**Given task**
Turn the material below into a two-column CSV with the headers text and answer. Give one row for each text and the answer that follows it, put each value in its own quoted field with line breaks changed to spaces, cover all of the material, and leave the pictures out.

**Input records**
□ □ □ □ □

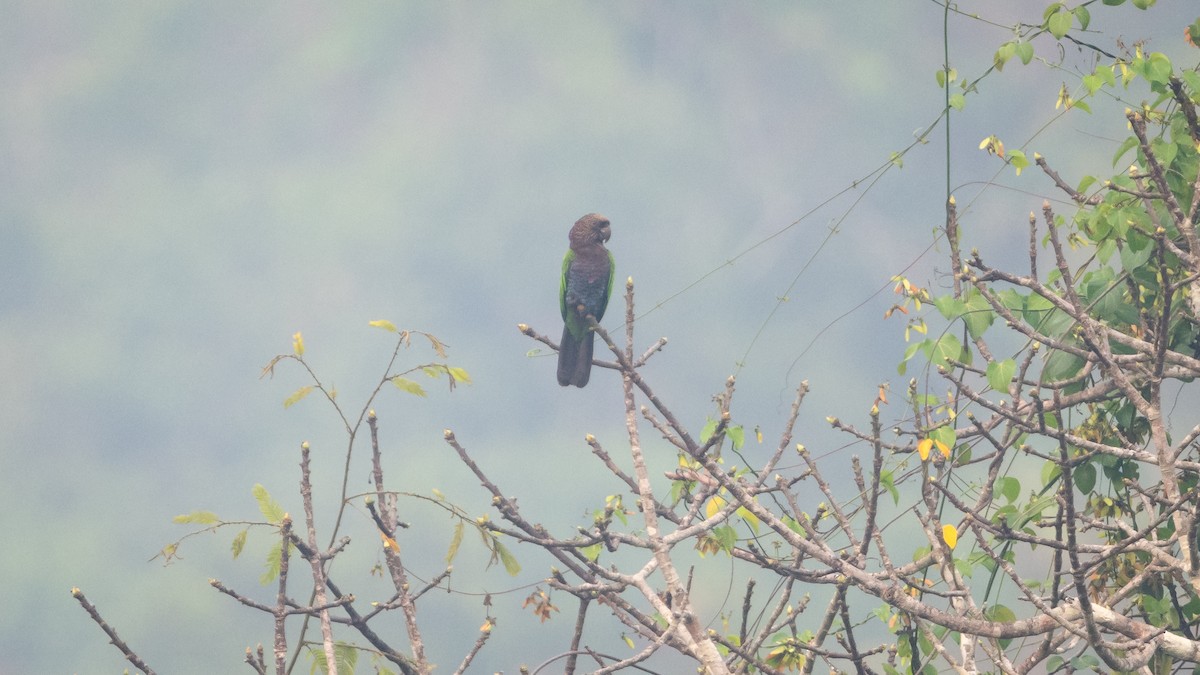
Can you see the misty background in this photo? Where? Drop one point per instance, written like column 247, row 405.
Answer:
column 187, row 184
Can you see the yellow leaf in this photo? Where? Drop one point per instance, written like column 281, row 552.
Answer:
column 951, row 536
column 297, row 395
column 923, row 448
column 714, row 505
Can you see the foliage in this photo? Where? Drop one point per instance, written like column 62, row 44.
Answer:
column 1038, row 515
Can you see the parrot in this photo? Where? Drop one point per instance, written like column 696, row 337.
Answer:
column 585, row 290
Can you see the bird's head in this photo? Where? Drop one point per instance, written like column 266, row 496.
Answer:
column 592, row 228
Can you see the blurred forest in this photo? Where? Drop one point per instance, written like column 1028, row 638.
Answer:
column 189, row 184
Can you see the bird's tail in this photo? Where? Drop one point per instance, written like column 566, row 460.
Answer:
column 575, row 358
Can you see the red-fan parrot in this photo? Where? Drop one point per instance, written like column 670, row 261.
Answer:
column 585, row 290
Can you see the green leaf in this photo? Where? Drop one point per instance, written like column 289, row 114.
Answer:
column 1003, row 54
column 406, row 384
column 239, row 543
column 197, row 518
column 274, row 557
column 1084, row 16
column 1025, row 52
column 1085, row 477
column 1060, row 23
column 455, row 542
column 297, row 396
column 1018, row 159
column 948, row 348
column 510, row 563
column 271, row 509
column 737, row 436
column 1061, row 365
column 749, row 518
column 887, row 479
column 1050, row 472
column 978, row 315
column 726, row 537
column 1000, row 374
column 1192, row 78
column 1008, row 488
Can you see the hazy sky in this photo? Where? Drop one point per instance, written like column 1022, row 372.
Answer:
column 187, row 184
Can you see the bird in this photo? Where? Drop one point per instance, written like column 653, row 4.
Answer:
column 583, row 291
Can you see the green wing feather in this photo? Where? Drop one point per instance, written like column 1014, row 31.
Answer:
column 607, row 291
column 562, row 285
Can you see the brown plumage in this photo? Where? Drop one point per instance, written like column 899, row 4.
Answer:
column 583, row 291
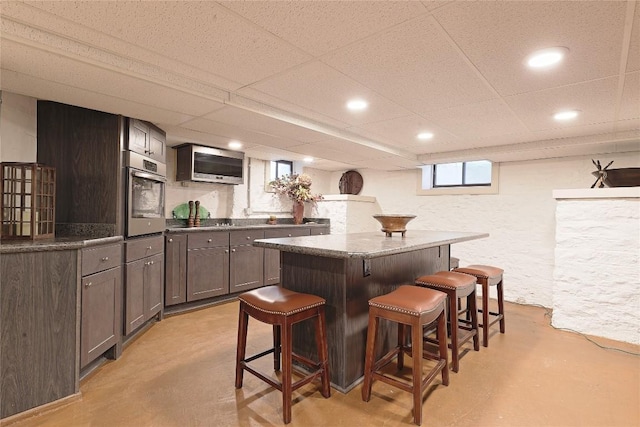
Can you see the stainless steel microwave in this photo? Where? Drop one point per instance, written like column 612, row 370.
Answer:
column 207, row 164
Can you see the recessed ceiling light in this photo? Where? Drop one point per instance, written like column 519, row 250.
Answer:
column 566, row 115
column 235, row 145
column 546, row 57
column 424, row 136
column 357, row 105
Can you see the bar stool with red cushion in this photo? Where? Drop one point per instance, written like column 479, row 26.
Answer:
column 282, row 308
column 414, row 307
column 456, row 286
column 488, row 276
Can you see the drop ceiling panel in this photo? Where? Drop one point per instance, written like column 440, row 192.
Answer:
column 254, row 121
column 633, row 60
column 238, row 133
column 497, row 37
column 389, row 163
column 320, row 27
column 56, row 68
column 630, row 101
column 490, row 118
column 413, row 65
column 401, row 133
column 199, row 33
column 326, row 91
column 47, row 90
column 596, row 100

□ □ □ □ □

**Task answer**
text,answer
"Can you see the misty background in this photo? Where? Drop one point per instance, written like column 247, row 405. Answer:","column 187, row 184"
"Can you see the yellow leaf in this photo? Where? Drop one point per instance, written like column 281, row 552. Answer:","column 951, row 536 column 297, row 395 column 923, row 448 column 714, row 505"
"Can you see the foliage in this photo? Where? Drop one point per instance, written like column 62, row 44. Answer:","column 1038, row 515"
"Can you see the parrot in this photo? Where? Drop one point per instance, written like column 696, row 337. Answer:","column 585, row 290"
"Can you see the bird's head in this photo? Where? Drop one point per instance, written like column 266, row 496. Answer:","column 592, row 228"
"Can you see the blurred forest in this photo? Where? Drop one point per instance, written like column 1028, row 638. Answer:","column 189, row 184"
"Can you see the bird's tail in this photo? Where? Drop one point per instance, written like column 566, row 460. Answer:","column 575, row 358"
"Can you see the red-fan parrot in this photo? Where? Drop one point per instance, written like column 670, row 261. Answer:","column 585, row 290"
"Can you see the green leaf in this photo? Where? Drop one point per instance, written like column 289, row 114. Answer:","column 1003, row 54 column 406, row 384 column 239, row 543 column 197, row 518 column 274, row 557 column 1084, row 16 column 1025, row 52 column 1085, row 477 column 1060, row 23 column 455, row 542 column 297, row 396 column 1018, row 159 column 948, row 348 column 510, row 563 column 271, row 509 column 737, row 436 column 1061, row 365 column 749, row 518 column 887, row 479 column 1050, row 472 column 978, row 315 column 726, row 537 column 1000, row 374 column 1192, row 78 column 1008, row 488"
"Can you see the hazy sky in this photo? Where? Drop one point per instance, written like column 1022, row 372. Answer:","column 187, row 184"
"Can you see the bird in this photo? Where? Drop one point per instance, written like column 653, row 4. Answer:","column 583, row 291"
"Can you see the green wing feather in this photo? Where? Drop one point per instance, written like column 1014, row 31. Answer:","column 607, row 291 column 562, row 285"
"Can you see the brown plumage in this photo? Where? Drop one point per instance, written like column 899, row 4. Answer:","column 583, row 291"
"Can you see the stainless steel microwave in this photo? Where? Drop one point per instance, written like column 612, row 370. Answer:","column 207, row 164"
"Can you see the recessed ceiling light in this photo? Where? Drop one point per instance, written like column 519, row 250. Answer:","column 566, row 115 column 235, row 145 column 546, row 57 column 424, row 136 column 357, row 105"
"Can you see the bar stool with red cushion in this photo? Where? Drop one point per instance, written like column 479, row 26. Answer:","column 282, row 308 column 414, row 307 column 456, row 286 column 488, row 276"
"Can you see the drop ceiling panel in this photo? Where? Drop one point per instance, written like column 440, row 192. Answer:","column 254, row 121 column 633, row 60 column 238, row 133 column 497, row 37 column 389, row 163 column 320, row 27 column 56, row 68 column 630, row 101 column 490, row 118 column 413, row 65 column 401, row 133 column 199, row 33 column 326, row 91 column 47, row 90 column 596, row 100"